Audiência de custódia
A audiência de custódia foi criada em 2015 pela Resolução 213 do CNJ (Conselho Nacional de Justiça) recomendando que todas as pessoas presas em flagrante fossem levadas à presente de um juiz, em um prazo de 24 horas.
É preciso dizer que no início houve muita resistência por parte dos magistrados em cumprir essa recomendação, principalmente nas comarcas do interior onde em muitos casos há apenas uma vara judicial, e consequentemente um juiz, que poderia achar inconveniente ter que fazer uma audiência de custódia em pleno fim de semana ou durante um feriado, como o carnaval, por exemplo.
Com a reforma trazida pela chamada “Lei Anticrime”, a audiência de custódia foi incorporada à legislação processual penal. Hoje, pela força do art. 310 do Código de Processo Penal, a autoridade policial é obrigada a apresentar o flagrado perante um juiz no prazo de 24 horas, sob pena de inclusive responder pelo crime de abuso de autoridade.
Caso não haja a realização da audiência de custódia no pra prazo legal de 24 horas, sem uma justificativa idônea, a prisão se tornará ilegal, flagrante será relaxado e consequentemente será concedida a liberdade ao preso.
Pois bem, mas para que serve uma audiência de custódia e quais os limites do juiz neste ato jurisdicional?
Não há como não reconhecer a evolução e melhoria institucional das forças de segurança pública quando o assunto é tortura e violação de direitos fundamentais, pelo menos do Estado do Rio Grande do Sul, onde a nossa militância na advocacia criminal é mais presente e por isso podemos testemunhar essa evolução.
Felizmente, há uma nova geração de policiais, principalmente na esfera da polícia judiciária, que estão mais atentos ao cumprimento da ordem constitucional e da sua importância para o próprio trabalho policial.
Porém, seria ingenuidade acreditar que foram totalmente abolidas as prática odiosas de tortura e excessos de força policial, herança dos anos de chumbo, que aparentemente deixou saudades para alguns que, por ignorância ou dissimulação, acreditam que vivíamos anos dourados naquela sombria época, que jamais deve retornar!

Registros de origem
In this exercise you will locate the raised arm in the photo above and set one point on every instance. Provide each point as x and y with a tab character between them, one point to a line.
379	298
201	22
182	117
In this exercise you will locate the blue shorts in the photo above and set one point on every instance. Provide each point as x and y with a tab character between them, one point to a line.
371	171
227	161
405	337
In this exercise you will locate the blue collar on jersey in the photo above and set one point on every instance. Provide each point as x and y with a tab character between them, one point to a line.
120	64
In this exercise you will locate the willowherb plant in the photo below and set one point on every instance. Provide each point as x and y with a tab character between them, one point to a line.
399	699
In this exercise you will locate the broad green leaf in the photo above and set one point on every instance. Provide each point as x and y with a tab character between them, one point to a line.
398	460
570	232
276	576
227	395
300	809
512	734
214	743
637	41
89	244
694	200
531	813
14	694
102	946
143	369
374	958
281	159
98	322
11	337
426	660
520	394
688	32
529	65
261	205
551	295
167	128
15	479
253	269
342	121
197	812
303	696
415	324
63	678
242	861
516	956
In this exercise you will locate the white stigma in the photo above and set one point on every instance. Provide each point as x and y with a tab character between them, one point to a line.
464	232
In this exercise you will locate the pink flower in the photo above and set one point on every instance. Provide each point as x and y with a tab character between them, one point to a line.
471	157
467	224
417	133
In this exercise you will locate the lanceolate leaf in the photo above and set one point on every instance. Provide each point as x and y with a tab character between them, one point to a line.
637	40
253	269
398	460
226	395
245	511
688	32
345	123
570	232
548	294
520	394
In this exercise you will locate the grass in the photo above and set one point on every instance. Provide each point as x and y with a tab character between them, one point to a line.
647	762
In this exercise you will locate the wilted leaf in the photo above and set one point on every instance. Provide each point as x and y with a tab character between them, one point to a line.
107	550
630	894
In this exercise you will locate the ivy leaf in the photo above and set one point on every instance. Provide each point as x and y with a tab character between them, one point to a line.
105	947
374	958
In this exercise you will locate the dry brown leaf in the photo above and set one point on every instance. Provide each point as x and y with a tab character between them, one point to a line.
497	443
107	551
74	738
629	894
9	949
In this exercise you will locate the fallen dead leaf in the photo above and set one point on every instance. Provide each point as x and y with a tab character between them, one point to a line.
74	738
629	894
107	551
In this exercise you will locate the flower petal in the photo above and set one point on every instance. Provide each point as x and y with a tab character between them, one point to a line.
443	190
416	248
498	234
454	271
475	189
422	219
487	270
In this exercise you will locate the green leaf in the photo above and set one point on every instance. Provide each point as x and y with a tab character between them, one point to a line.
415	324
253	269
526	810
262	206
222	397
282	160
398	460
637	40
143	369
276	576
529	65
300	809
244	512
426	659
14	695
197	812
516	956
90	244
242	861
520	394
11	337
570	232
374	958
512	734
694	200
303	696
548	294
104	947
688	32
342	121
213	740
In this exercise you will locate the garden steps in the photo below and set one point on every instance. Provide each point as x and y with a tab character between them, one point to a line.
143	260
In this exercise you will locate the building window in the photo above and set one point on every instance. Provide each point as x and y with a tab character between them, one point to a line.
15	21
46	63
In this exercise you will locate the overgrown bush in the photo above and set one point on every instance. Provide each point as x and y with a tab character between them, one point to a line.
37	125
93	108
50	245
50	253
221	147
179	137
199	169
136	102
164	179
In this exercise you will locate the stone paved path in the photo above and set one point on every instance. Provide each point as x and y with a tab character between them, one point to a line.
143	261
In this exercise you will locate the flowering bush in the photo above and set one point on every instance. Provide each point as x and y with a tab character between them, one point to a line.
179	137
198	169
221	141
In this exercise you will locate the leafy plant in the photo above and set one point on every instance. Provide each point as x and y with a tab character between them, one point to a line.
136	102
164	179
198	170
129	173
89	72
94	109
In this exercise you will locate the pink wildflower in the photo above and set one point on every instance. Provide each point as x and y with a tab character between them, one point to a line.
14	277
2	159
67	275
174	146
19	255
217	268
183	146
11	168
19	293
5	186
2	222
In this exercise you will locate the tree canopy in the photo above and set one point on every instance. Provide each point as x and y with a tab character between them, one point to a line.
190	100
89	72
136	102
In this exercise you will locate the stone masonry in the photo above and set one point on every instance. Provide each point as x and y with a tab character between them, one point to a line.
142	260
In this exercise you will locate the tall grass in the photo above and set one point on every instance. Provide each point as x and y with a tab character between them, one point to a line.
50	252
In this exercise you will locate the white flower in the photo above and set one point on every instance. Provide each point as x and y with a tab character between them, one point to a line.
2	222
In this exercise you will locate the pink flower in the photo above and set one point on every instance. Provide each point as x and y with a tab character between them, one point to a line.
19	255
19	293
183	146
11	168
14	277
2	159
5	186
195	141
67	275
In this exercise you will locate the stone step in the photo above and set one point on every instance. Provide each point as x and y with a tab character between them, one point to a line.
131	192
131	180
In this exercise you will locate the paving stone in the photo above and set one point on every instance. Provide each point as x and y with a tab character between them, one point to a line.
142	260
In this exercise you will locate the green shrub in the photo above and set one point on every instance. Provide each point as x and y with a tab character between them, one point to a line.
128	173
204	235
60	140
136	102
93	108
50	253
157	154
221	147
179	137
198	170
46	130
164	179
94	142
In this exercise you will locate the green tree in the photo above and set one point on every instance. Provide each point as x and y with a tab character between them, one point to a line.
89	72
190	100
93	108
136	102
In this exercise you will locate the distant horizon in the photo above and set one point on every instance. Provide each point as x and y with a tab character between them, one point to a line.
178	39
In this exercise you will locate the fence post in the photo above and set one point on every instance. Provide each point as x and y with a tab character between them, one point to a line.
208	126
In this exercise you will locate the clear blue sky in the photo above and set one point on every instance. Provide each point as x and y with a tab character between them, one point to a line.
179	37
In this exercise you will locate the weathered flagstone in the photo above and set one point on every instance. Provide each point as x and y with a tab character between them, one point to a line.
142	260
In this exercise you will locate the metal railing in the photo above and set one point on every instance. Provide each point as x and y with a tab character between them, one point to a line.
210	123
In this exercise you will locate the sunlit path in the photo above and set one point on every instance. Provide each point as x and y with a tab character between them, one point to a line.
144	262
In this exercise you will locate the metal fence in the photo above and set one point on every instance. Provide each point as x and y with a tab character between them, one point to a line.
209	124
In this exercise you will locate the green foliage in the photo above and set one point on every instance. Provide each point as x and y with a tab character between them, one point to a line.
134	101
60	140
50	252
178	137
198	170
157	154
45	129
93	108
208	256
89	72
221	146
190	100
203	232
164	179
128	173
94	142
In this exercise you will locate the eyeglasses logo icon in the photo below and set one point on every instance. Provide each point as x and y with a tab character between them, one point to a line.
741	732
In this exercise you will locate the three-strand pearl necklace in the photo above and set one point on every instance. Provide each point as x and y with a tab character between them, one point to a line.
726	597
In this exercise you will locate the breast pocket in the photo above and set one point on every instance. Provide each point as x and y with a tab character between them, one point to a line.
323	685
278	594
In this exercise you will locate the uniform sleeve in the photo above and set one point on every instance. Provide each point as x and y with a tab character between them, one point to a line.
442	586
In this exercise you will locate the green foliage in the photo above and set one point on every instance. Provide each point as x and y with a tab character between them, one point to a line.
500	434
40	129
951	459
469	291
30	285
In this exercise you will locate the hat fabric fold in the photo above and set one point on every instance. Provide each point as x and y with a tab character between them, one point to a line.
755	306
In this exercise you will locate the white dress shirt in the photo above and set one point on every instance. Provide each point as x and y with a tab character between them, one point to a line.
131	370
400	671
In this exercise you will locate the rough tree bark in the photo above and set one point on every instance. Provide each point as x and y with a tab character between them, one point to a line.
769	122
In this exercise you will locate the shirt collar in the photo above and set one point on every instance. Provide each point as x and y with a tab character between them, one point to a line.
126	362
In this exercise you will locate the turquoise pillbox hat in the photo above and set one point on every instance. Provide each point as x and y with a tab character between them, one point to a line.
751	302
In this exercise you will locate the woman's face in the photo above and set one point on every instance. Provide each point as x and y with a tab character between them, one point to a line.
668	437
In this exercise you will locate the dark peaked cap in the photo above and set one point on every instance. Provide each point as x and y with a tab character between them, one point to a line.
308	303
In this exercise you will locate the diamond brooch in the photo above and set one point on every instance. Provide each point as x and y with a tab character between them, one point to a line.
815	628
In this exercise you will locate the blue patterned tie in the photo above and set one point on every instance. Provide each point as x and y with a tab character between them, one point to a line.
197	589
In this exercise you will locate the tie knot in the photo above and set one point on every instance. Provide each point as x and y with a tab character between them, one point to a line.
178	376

→ **INSTRUÇÃO DADA A**:
Indique se cada afirmação a seguir está de acordo com o texto sobre a audiência de custódia, respondendo sim ou não e citando literalmente as palavras do texto que decidem a questão. (i) A audiência de custódia foi criada em 2015 por uma resolução do CNJ. (ii) Desde o início, os magistrados cumpriram a recomendação sem resistência. (iii) A reforma da "Lei Anticrime" incorporou a audiência de custódia à legislação processual penal.
→ **INSTRUÇÃO DADA B**:
Por favor, dê seguimento ao texto sobre a audiência de custódia, começando logo após a última frase apresentada.

→ **RESPOSTA À TAREFA A**:
(i) Sim: "A audiência de custódia foi criada em 2015 pela Resolução 213 do CNJ (Conselho Nacional de Justiça)".
(ii) Não: "no início houve muita resistência por parte dos magistrados em cumprir essa recomendação".
(iii) Sim: "Com a reforma trazida pela chamada “Lei Anticrime”, a audiência de custódia foi incorporada à legislação processual penal."

→ **RESPOSTA À TAREFA B**:
Com o objetivo de coibir as eventuais ilegalidades praticadas no momento da prisão em flagrante, foi engenhada a audiência de custódia, que tem como principal missão analisar se a prisão foi executada dentro dos limites legais e constitucionais.
É incabível ao magistrado que preside a audiência de custódia fazer qualquer análise de mérito sobre o crime em tese praticado pelo preso, assim como deve se abster de colher qualquer tipo de prova relacionado ao delito.
Na audiência, o magistrado deve se ater sobre a legalidade ou não da prisão, se há indícios mínimos de autoria, se as garantias constitucionais do preso foram respeitadas e se não houve excesso de força no ato da prisão.
Havendo pedido de prisão preventiva, formulado pela autoridade policial, Ministério Público, cidadão que efetuou a prisão (lembrando que qualquer um do povo pode dar voz de prisão em flagrante) ou da vítima do suposto crime, o juiz deverá analisar o pedido e decretar a prisão preventiva se constatar estarem presentes quais dos requisitos legais previstos no art. 312 do Código de Processo Penal.
Caso o magistrado não encontre razões para decretar a prisão preventiva, deverá lavrar o flagrante e conceder a liberdade provisória do preso, imediatamente.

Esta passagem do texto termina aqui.